** PROVIDED TEXT **
****************
ORANGE, NJ — Oaths of office are usually administered at City Hall, but on July 1 City Hall came to living rooms across Orange as officials elected on May 12 were sworn in. Mayor Dwayne Warren was sworn in for his third term, Councilwoman Adrienne Wooten was sworn in for her second term, and Councilmen Weldon Montague III and Clifford Ross were each sworn in for their first terms.
“We pledge during this administration to be efficient, to be more of a service-oriented organization, and to make proud all of our residents and taxpayers. From development to tax base to education to items that are critically necessary for our seniors, we intend to step up our game and move to the next level,’ Warren said. “Our challenge has been set before us. Coronavirus has issued us a challenge that has been issued globally and certainly here in our corner in Orange. We are going to respond in a way that makes our residents proud, in a way that makes our residents know that we in the government are here for them.”
According to Warren, as the state gradually begins to reopen from lockdown, he will meet with Orange stakeholders to ensure that the city bounces back to the best of its ability.
“It will be all about safety, security and the health of the citizens of the city of Orange Township,” he said. “Going forward I am going to issue you a challenge. I am going to ask you to do more with less. I’m going to ask you to work harder, I’m going to ask you to work smarter, I’m going to ask you to be more responsive and more respectful of our citizens. Going forward, it will be that kind of administration.”
Ready for his first term as a councilman at large, Montague said he was humbled, honored and up to the challenge.
“I will only be making decisions based on the best interests of Orange, New Jersey, citizens. I have allegiance to you. I promise not to cower or fall to outside influences,” Montague said, thanking God, his colleagues, his family and, most of all, his wife, Grace. “I talk too much, I’m always socializing, but she is my backbone, and I appreciate her. I love her.
“I promise I am going to make everyone proud of me,” he concluded.
Ross similarly thanked God, his family, friends and voters, saying he felt “blessed” to be taking the oath of office.
“I am honored and humbled to be elected councilman at large of the great city of Orange, and I am looking forward to working with everyone for the betterment of Orange and its residents,” Ross said. “My one and only interest is to serve the residents of Orange to the best of my ability. This is a moment to celebrate but it is also a moment to gather strength and drive to move forward with my promises of a better city life for all. As we navigate around the city, you can see the many projects that are going on.
“All of these improvements will make the city of Orange a better place to live and grow,” he continued. “I, as your councilman at large, will advocate for complete transparency, accountability between the council, administration and residents. I will work to help stabilize taxes. I will get involved in community relations and policing. I will work to improve our parks, recreation and after-school programs. I will advocate for the small business owners and new businesses to this city. I will work to increase senior citizen outreach. I will advocate to improve our train stations. Yes, we have a lot of work to do, but together we can get it done. We will continue to keep our city a beautiful, progressive and safe place to live, a place we can all call home and be proud of.”
****************
** STORED DATA **
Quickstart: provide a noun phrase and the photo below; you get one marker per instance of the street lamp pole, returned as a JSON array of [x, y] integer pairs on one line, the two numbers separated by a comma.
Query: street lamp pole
****************
** WHAT THE TASK ASKS **
Reproduce the passage from the Orange swearing-in article word for word, beginning at the words "ORANGE, NJ —" and ending after the words "their first terms.". None of the data here is needed for the work that follows.

** COMPLETED EXERCISE **
ORANGE, NJ — Oaths of office are usually administered at City Hall, but on July 1 City Hall came to living rooms across Orange as officials elected on May 12 were sworn in. Mayor Dwayne Warren was sworn in for his third term, Councilwoman Adrienne Wooten was sworn in for her second term, and Councilmen Weldon Montague III and Clifford Ross were each sworn in for their first terms.